■ Text provided ■
The study is the first of its kind to measure the effects of advocate disclosure on attitudes toward children who stutter, Snyder said.

The work measures the effects of self-disclosure, mother-disclosure and advocate-disclosure on perceived speech skills and personality characteristics. Snyder and his students found there is a positive correlation between self- and advocate-disclosure, while a negative one when the mother takes on the responsibility.

“In essence, we’re trying to find better ways to give a voice to those struggling to find their own,” Snyder said. “Once you empower kids, kids will learn to empower themselves. 

“The take-home point is that we’re going to solve this problem by increasing the resilience of children who stutter. We can’t fix the stuttering, but we can improve it.”

Rising seniors Katelyn Geringswald, of Olive Branch, and Madeline Simpson, of Houston, Texas, are continuing this research with Snyder, expanding their data on disclosure sources – including fathers, coaches and speech language pathologists – as a function of stuttering severity. They will also include the concept of perceived resilience in their data set.

“Stuttering was an area that I was not familiar with but was curious to learn more about,” Geringswald said. 

“I hope that our research will help with changing negative stereotypes that people who stutter experience. We hope to be able to teach children who stutter to be more resilient against these negative stereotypes.”

Graduates of the program, including Williams and Adams, are using their research and practical experience at top programs around the country, Snyder said.

After graduating from UM with her master’s in communication sciences and disorders, Williams moved to Nashville, Tennessee, to work at Vanderbilt University Medical Center. 

Her work there includes speech, language and cognitive communication and swallowing evaluations, and treatment at Vanderbilt’s acute center; educating caregivers and providing cognitive communication and swallowing therapy for patients with dementia in the memory care facility; and at-home help for a variety of cognitive communication and swallowing disorders with Brookdale Home Health.

■ Data provided ■
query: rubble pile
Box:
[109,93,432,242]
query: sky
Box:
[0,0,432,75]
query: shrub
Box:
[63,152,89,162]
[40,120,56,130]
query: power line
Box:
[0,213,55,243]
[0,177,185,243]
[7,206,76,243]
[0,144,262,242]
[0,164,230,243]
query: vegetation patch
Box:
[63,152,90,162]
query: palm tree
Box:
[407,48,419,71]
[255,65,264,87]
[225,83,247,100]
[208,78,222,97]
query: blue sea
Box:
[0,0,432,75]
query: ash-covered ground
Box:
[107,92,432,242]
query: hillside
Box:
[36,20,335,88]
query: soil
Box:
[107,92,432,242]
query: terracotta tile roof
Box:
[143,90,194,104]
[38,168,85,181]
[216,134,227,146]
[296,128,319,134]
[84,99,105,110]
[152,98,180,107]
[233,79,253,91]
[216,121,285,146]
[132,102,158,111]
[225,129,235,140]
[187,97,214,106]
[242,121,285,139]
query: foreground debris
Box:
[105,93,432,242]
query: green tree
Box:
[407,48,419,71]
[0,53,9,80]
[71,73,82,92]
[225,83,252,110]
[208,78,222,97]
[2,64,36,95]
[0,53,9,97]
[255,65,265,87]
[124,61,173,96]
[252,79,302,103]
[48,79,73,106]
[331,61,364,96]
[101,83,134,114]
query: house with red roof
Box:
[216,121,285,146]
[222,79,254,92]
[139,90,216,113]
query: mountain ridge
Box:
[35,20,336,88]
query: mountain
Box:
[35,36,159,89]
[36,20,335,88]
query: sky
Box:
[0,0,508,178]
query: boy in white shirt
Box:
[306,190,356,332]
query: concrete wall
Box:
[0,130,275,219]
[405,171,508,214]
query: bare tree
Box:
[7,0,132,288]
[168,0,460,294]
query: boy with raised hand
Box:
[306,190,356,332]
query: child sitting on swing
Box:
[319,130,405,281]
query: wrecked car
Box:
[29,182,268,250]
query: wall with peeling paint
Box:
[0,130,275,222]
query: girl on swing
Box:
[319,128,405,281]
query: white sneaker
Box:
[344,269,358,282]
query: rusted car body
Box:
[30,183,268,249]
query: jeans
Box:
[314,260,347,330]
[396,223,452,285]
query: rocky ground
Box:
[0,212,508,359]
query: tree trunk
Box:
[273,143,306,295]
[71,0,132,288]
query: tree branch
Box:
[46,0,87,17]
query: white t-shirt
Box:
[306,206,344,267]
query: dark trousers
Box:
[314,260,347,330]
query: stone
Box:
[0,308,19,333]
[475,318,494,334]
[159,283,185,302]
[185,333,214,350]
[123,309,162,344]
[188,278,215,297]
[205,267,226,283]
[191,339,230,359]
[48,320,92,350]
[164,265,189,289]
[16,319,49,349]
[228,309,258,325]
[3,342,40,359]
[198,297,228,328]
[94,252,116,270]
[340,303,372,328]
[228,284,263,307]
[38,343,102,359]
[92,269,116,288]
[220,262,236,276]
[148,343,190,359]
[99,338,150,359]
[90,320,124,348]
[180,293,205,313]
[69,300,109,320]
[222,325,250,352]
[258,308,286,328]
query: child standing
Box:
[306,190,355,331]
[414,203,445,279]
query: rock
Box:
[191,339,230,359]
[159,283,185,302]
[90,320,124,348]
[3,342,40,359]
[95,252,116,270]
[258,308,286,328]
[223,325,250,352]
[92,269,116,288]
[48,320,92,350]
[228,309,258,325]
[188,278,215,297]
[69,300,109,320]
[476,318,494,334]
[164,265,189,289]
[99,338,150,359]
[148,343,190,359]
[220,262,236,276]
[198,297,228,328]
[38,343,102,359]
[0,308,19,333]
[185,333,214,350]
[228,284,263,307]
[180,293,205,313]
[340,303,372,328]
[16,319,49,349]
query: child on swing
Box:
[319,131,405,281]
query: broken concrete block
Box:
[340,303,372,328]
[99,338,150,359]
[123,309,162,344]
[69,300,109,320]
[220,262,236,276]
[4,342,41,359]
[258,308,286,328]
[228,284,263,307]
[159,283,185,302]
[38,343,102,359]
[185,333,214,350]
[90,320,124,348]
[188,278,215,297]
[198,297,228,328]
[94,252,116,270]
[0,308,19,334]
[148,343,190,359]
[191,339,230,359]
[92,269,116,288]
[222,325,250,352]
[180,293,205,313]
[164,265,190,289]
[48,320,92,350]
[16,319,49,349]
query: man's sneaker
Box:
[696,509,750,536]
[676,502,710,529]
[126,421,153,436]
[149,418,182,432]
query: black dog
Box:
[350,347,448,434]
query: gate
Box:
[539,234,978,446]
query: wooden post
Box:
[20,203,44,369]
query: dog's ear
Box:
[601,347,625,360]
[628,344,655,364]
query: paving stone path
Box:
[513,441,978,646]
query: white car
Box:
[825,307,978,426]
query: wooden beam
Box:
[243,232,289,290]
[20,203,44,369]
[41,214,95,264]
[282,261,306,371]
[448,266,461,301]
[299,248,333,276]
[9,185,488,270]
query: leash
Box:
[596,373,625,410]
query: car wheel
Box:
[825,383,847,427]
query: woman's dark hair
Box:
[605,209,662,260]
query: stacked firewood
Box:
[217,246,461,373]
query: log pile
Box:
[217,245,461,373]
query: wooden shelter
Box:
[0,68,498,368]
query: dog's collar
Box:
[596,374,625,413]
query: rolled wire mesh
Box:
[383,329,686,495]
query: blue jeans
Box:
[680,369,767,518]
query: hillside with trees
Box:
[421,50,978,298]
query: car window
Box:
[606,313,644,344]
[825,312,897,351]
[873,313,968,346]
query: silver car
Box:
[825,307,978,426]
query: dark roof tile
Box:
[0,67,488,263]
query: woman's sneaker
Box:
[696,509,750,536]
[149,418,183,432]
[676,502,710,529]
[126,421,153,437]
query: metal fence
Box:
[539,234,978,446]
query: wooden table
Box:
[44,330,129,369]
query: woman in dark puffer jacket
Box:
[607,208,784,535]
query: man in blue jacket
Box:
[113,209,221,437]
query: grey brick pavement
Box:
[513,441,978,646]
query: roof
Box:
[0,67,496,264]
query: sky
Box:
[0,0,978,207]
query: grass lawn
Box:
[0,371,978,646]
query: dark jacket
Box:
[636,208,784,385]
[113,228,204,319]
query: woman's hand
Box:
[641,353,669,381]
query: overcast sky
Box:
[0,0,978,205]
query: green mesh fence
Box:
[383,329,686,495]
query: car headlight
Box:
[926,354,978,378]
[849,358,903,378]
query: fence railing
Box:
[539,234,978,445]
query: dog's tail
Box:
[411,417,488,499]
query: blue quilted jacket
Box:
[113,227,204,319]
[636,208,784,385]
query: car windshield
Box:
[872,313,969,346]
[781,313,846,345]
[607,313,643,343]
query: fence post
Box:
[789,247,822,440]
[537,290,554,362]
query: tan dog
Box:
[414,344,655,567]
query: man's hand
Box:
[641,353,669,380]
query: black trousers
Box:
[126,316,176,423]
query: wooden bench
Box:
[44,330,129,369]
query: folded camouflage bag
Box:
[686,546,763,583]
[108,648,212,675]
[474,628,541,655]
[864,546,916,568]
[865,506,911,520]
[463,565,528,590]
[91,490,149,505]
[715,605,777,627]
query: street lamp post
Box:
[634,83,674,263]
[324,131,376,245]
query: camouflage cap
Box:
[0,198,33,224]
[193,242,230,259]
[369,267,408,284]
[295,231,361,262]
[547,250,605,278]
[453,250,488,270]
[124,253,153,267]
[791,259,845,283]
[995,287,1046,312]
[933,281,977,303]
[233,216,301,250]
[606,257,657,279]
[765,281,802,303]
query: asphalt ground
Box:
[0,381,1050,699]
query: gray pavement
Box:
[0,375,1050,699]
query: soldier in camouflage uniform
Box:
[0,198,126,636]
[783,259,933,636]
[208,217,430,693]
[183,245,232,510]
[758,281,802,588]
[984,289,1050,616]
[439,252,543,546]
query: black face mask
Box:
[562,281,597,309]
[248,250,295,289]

■ Actions to take ■
1/ In the stuttering article, rewrite the part that begins at the words "Rising seniors Katelyn" and stops after "country, Snyder said.", putting "assumptions" wherever "stereotypes" appears.
2/ According to the stuttering article, where did Williams move after earning her master's degree at UM?

■ Answer set ■
1/
Rising seniors Katelyn Geringswald, of Olive Branch, and Madeline Simpson, of Houston, Texas, are continuing this research with Snyder, expanding their data on disclosure sources – including fathers, coaches and speech language pathologists – as a function of stuttering severity. They will also include the concept of perceived resilience in their data set.

“Stuttering was an area that I was not familiar with but was curious to learn more about,” Geringswald said. 

“I hope that our research will help with changing negative assumptions that people who stutter experience. We hope to be able to teach children who stutter to be more resilient against these negative assumptions.”

Graduates of the program, including Williams and Adams, are using their research and practical experience at top programs around the country, Snyder said.

2/ She moved to Nashville, Tennessee, to work at Vanderbilt University Medical Center.